━━━━━ SUPPLIED INFORMATION ━━━━━
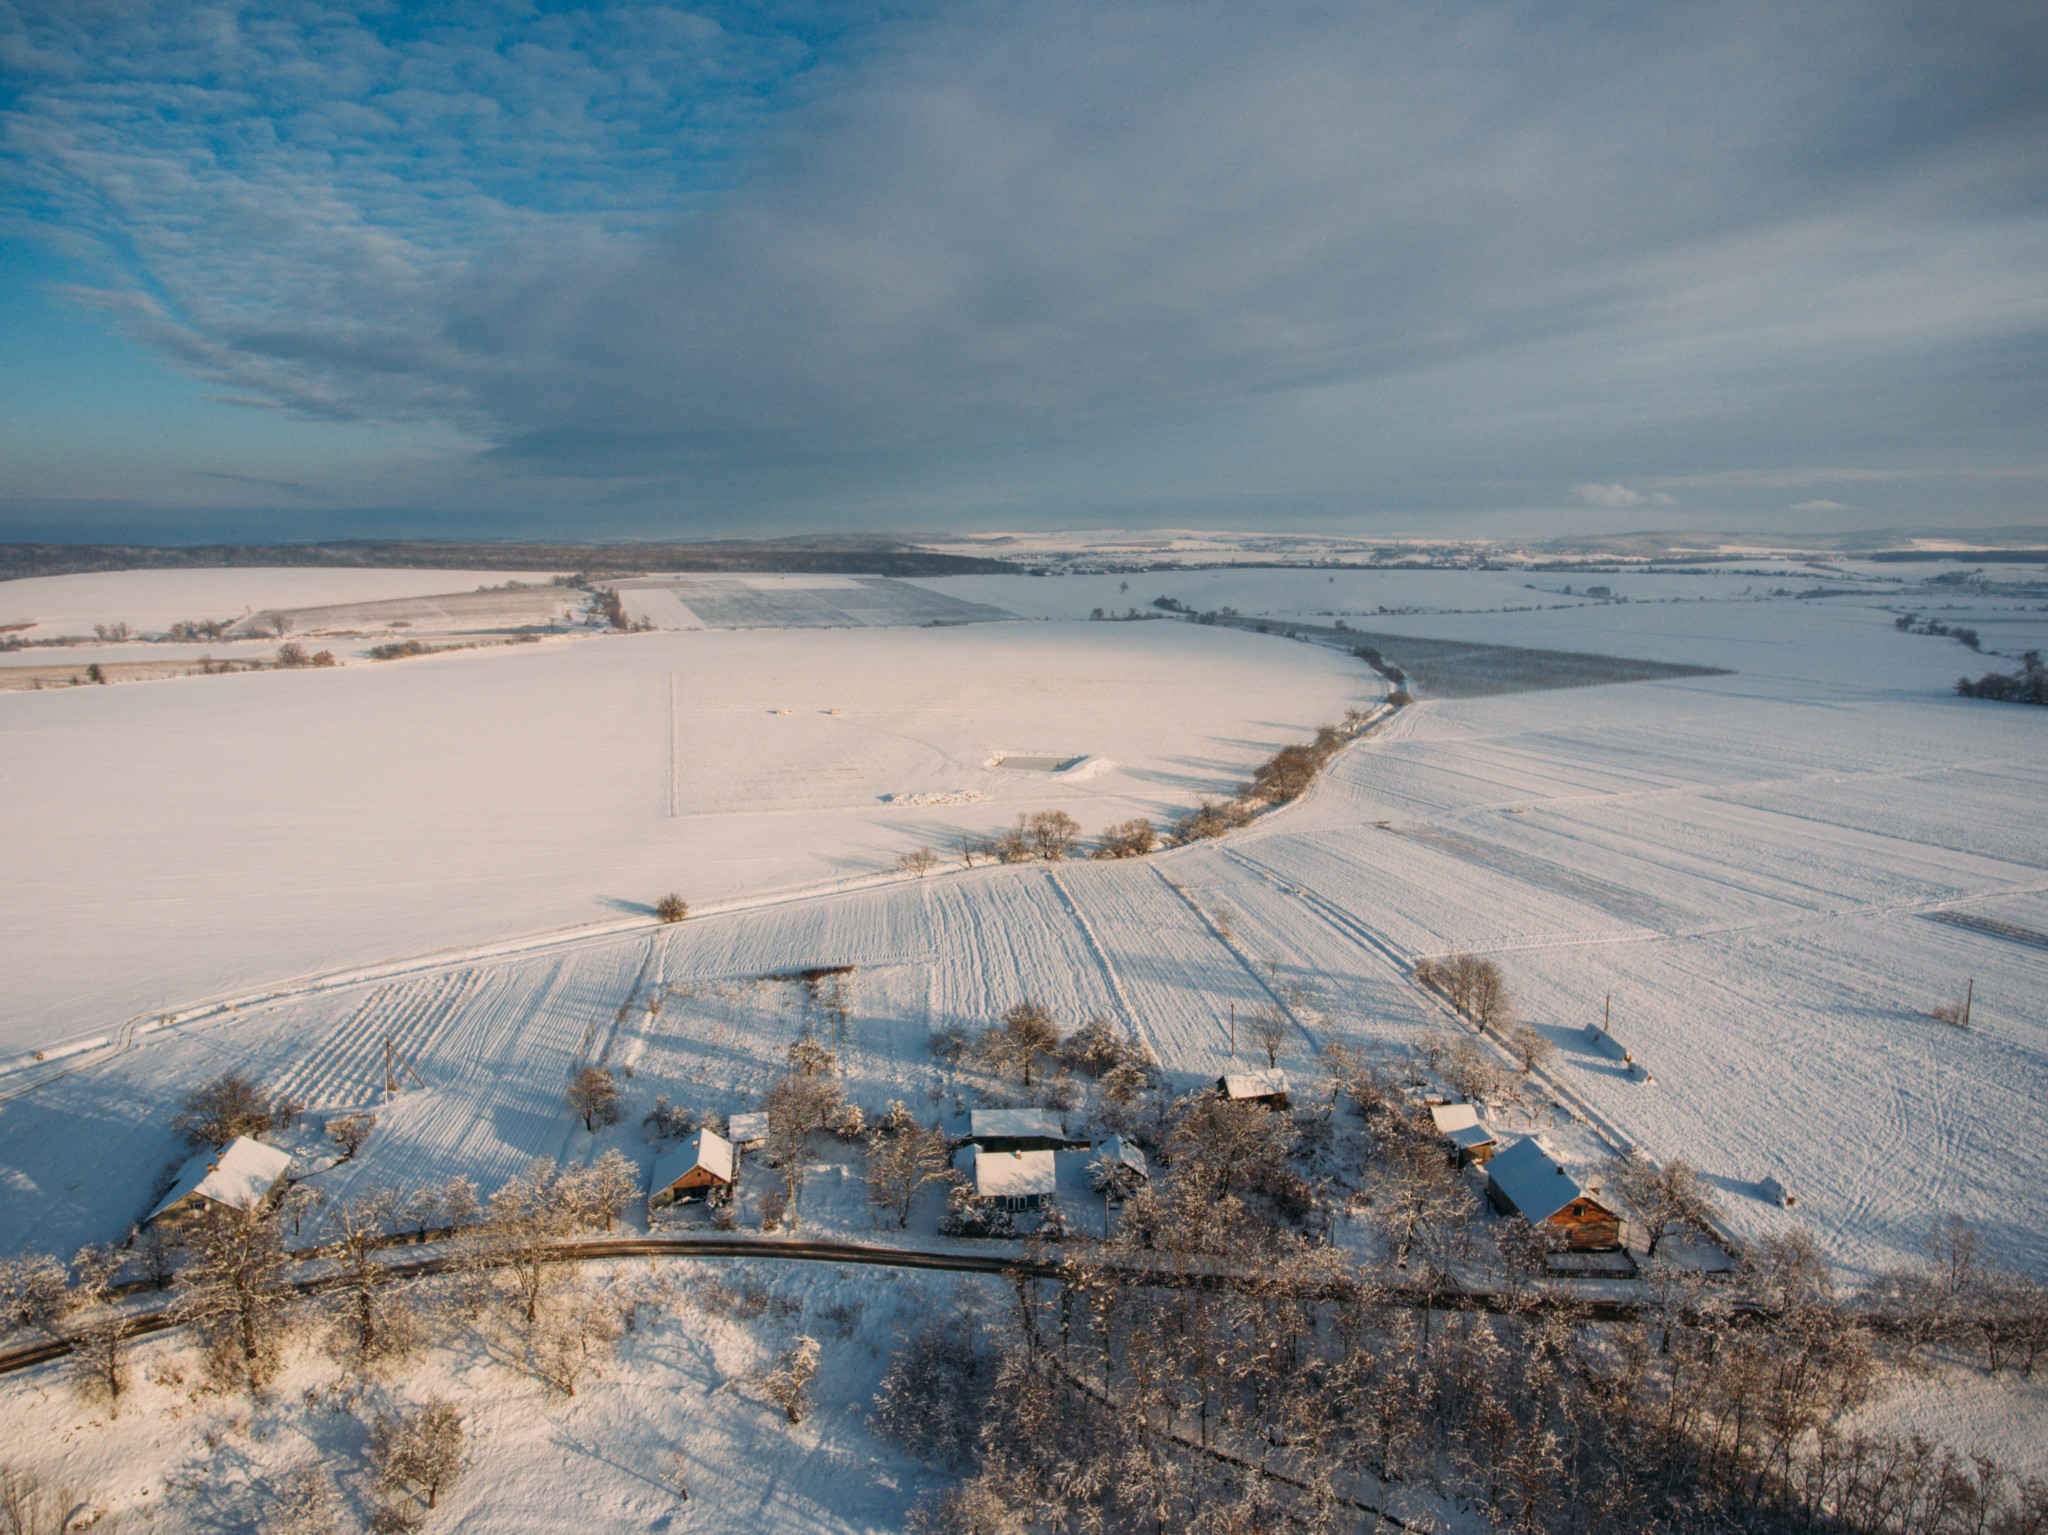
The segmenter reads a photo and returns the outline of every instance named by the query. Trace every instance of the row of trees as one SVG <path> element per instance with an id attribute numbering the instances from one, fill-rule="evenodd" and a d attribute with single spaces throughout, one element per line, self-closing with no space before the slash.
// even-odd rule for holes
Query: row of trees
<path id="1" fill-rule="evenodd" d="M 1990 698 L 2009 704 L 2048 704 L 2048 667 L 2041 664 L 2041 652 L 2029 650 L 2020 657 L 2016 672 L 1986 672 L 1975 682 L 1956 679 L 1956 691 L 1965 698 Z"/>

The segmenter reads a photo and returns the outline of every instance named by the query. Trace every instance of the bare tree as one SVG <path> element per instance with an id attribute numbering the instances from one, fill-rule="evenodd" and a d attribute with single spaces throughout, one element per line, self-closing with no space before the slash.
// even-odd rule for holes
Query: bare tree
<path id="1" fill-rule="evenodd" d="M 71 1527 L 78 1494 L 55 1487 L 33 1471 L 0 1465 L 0 1532 L 4 1535 L 60 1535 Z"/>
<path id="2" fill-rule="evenodd" d="M 569 1107 L 583 1117 L 583 1128 L 618 1123 L 619 1089 L 602 1066 L 585 1066 L 569 1081 Z"/>
<path id="3" fill-rule="evenodd" d="M 49 1331 L 71 1305 L 64 1265 L 48 1253 L 0 1258 L 0 1333 Z"/>
<path id="4" fill-rule="evenodd" d="M 1178 1180 L 1212 1198 L 1275 1180 L 1287 1156 L 1285 1115 L 1215 1093 L 1177 1107 L 1166 1149 Z"/>
<path id="5" fill-rule="evenodd" d="M 783 1210 L 794 1225 L 796 1196 L 803 1188 L 811 1134 L 841 1123 L 846 1115 L 846 1094 L 829 1076 L 791 1073 L 768 1089 L 761 1108 L 768 1116 L 768 1134 L 762 1149 L 782 1174 Z"/>
<path id="6" fill-rule="evenodd" d="M 121 1255 L 111 1247 L 82 1247 L 71 1260 L 72 1315 L 65 1328 L 71 1368 L 88 1401 L 103 1404 L 107 1416 L 121 1415 L 128 1387 L 128 1319 L 114 1304 L 114 1275 Z"/>
<path id="7" fill-rule="evenodd" d="M 342 1357 L 358 1369 L 403 1353 L 412 1340 L 410 1314 L 390 1289 L 390 1270 L 377 1261 L 397 1205 L 388 1189 L 378 1189 L 327 1207 L 339 1280 L 331 1292 L 335 1336 Z"/>
<path id="8" fill-rule="evenodd" d="M 839 1069 L 839 1057 L 808 1034 L 789 1042 L 787 1059 L 799 1076 L 829 1077 Z"/>
<path id="9" fill-rule="evenodd" d="M 1015 1072 L 1031 1085 L 1031 1068 L 1060 1047 L 1060 1032 L 1052 1014 L 1031 998 L 1010 1007 L 995 1027 L 982 1031 L 982 1057 L 999 1072 Z"/>
<path id="10" fill-rule="evenodd" d="M 353 1162 L 376 1128 L 375 1114 L 337 1114 L 327 1121 L 327 1138 L 341 1148 L 342 1161 Z"/>
<path id="11" fill-rule="evenodd" d="M 1521 1023 L 1508 1033 L 1508 1050 L 1515 1058 L 1515 1064 L 1522 1068 L 1522 1075 L 1531 1075 L 1537 1067 L 1546 1064 L 1557 1053 L 1557 1047 L 1550 1042 L 1550 1036 L 1533 1025 Z"/>
<path id="12" fill-rule="evenodd" d="M 816 1338 L 798 1338 L 775 1361 L 775 1368 L 760 1378 L 768 1400 L 780 1407 L 792 1423 L 803 1422 L 804 1411 L 810 1406 L 811 1381 L 818 1373 L 819 1353 Z"/>
<path id="13" fill-rule="evenodd" d="M 610 1231 L 620 1212 L 640 1192 L 640 1173 L 624 1152 L 613 1147 L 588 1167 L 564 1173 L 557 1192 L 582 1224 L 601 1225 Z"/>
<path id="14" fill-rule="evenodd" d="M 621 1331 L 617 1308 L 577 1285 L 549 1308 L 530 1340 L 528 1356 L 542 1380 L 562 1395 L 574 1396 L 603 1363 Z"/>
<path id="15" fill-rule="evenodd" d="M 896 860 L 896 867 L 905 874 L 915 874 L 923 879 L 939 866 L 939 855 L 928 847 L 914 847 Z"/>
<path id="16" fill-rule="evenodd" d="M 868 1136 L 868 1198 L 878 1208 L 896 1212 L 900 1231 L 910 1224 L 910 1206 L 917 1191 L 949 1176 L 951 1161 L 945 1135 L 926 1129 L 900 1101 Z"/>
<path id="17" fill-rule="evenodd" d="M 431 1397 L 415 1412 L 388 1412 L 370 1427 L 370 1465 L 387 1495 L 411 1492 L 432 1508 L 462 1474 L 462 1413 Z"/>
<path id="18" fill-rule="evenodd" d="M 1041 810 L 1025 823 L 1031 849 L 1047 863 L 1065 858 L 1081 835 L 1081 825 L 1064 810 Z"/>
<path id="19" fill-rule="evenodd" d="M 1648 1256 L 1656 1256 L 1657 1244 L 1675 1228 L 1711 1229 L 1717 1213 L 1713 1201 L 1699 1175 L 1684 1162 L 1673 1160 L 1660 1167 L 1631 1147 L 1607 1166 L 1609 1183 L 1634 1207 L 1637 1223 L 1649 1239 Z"/>
<path id="20" fill-rule="evenodd" d="M 680 922 L 690 914 L 690 903 L 671 890 L 654 903 L 654 914 L 664 922 Z"/>
<path id="21" fill-rule="evenodd" d="M 225 1146 L 238 1135 L 269 1133 L 282 1117 L 279 1105 L 248 1078 L 223 1072 L 185 1095 L 171 1128 L 209 1146 Z"/>
<path id="22" fill-rule="evenodd" d="M 1287 1043 L 1287 1019 L 1278 1008 L 1261 1008 L 1252 1018 L 1252 1038 L 1266 1052 L 1266 1064 L 1280 1064 L 1280 1047 Z"/>
<path id="23" fill-rule="evenodd" d="M 509 1286 L 513 1309 L 531 1330 L 556 1274 L 548 1249 L 568 1237 L 575 1216 L 562 1201 L 555 1164 L 537 1159 L 491 1195 L 490 1213 L 477 1231 L 471 1256 L 487 1275 Z"/>
<path id="24" fill-rule="evenodd" d="M 254 1390 L 269 1379 L 291 1313 L 277 1223 L 217 1208 L 193 1224 L 187 1247 L 172 1314 L 198 1330 L 220 1375 Z"/>
<path id="25" fill-rule="evenodd" d="M 343 1528 L 334 1479 L 315 1460 L 284 1479 L 270 1517 L 263 1522 L 263 1535 L 340 1535 Z"/>

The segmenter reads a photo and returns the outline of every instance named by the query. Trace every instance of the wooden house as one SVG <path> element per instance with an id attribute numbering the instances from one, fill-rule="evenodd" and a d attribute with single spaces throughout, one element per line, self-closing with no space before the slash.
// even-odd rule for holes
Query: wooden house
<path id="1" fill-rule="evenodd" d="M 1429 1117 L 1437 1135 L 1449 1144 L 1458 1166 L 1490 1162 L 1500 1150 L 1494 1133 L 1479 1122 L 1479 1110 L 1469 1103 L 1433 1103 Z"/>
<path id="2" fill-rule="evenodd" d="M 972 1109 L 967 1138 L 984 1151 L 1062 1151 L 1075 1144 L 1050 1109 Z"/>
<path id="3" fill-rule="evenodd" d="M 655 1158 L 647 1209 L 651 1214 L 684 1200 L 703 1199 L 714 1190 L 730 1188 L 732 1177 L 732 1142 L 716 1130 L 694 1131 Z"/>
<path id="4" fill-rule="evenodd" d="M 251 1212 L 268 1208 L 284 1192 L 291 1153 L 238 1135 L 225 1146 L 189 1158 L 170 1192 L 142 1218 L 147 1225 L 181 1226 L 208 1210 Z"/>
<path id="5" fill-rule="evenodd" d="M 1486 1197 L 1503 1215 L 1555 1231 L 1573 1252 L 1621 1246 L 1621 1217 L 1581 1187 L 1533 1135 L 1486 1164 Z"/>
<path id="6" fill-rule="evenodd" d="M 1036 1210 L 1059 1184 L 1050 1151 L 990 1151 L 970 1146 L 964 1155 L 975 1199 L 1004 1210 Z"/>
<path id="7" fill-rule="evenodd" d="M 1151 1180 L 1145 1148 L 1127 1136 L 1112 1135 L 1095 1148 L 1088 1163 L 1089 1181 L 1110 1199 L 1128 1199 Z"/>
<path id="8" fill-rule="evenodd" d="M 768 1139 L 768 1116 L 760 1110 L 734 1114 L 725 1122 L 725 1138 L 742 1151 L 751 1151 Z"/>
<path id="9" fill-rule="evenodd" d="M 1287 1107 L 1287 1073 L 1269 1067 L 1264 1071 L 1232 1071 L 1216 1079 L 1216 1091 L 1233 1103 L 1263 1103 L 1269 1109 Z"/>

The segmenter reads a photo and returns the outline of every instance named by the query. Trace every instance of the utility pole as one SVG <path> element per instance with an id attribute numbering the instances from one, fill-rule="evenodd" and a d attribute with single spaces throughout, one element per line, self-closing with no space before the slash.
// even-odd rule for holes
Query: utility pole
<path id="1" fill-rule="evenodd" d="M 398 1094 L 398 1078 L 391 1072 L 391 1036 L 384 1036 L 384 1101 L 389 1103 Z"/>
<path id="2" fill-rule="evenodd" d="M 1230 1058 L 1237 1059 L 1237 1004 L 1230 1004 Z"/>
<path id="3" fill-rule="evenodd" d="M 1970 1026 L 1970 1004 L 1976 1000 L 1977 978 L 1973 975 L 1969 984 L 1963 988 L 1963 1027 L 1966 1029 Z"/>
<path id="4" fill-rule="evenodd" d="M 1611 991 L 1607 993 L 1607 1005 L 1600 1010 L 1600 1032 L 1602 1034 L 1612 1034 L 1614 1032 L 1614 993 Z"/>

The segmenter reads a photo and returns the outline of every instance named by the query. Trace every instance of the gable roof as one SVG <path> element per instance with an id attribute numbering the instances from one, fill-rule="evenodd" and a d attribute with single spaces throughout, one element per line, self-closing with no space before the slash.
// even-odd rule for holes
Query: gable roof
━━━━━
> _WHAT TO DO_: A bare number should be your reply: how many lines in the entries above include the word "roof".

> _RESPONSE TO THIS TASK_: 2